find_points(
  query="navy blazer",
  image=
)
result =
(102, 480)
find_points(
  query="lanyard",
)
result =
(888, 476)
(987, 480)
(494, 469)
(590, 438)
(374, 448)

********

WORK TO COMPLETE. Rewrite all the entries above, substituting "output" for every "result" and leaving the rest unchanged.

WRITTEN ANSWER.
find_points(
  query="navy blazer",
  image=
)
output =
(102, 480)
find_points(
  query="lanyard",
)
output =
(888, 476)
(987, 480)
(494, 469)
(590, 438)
(374, 448)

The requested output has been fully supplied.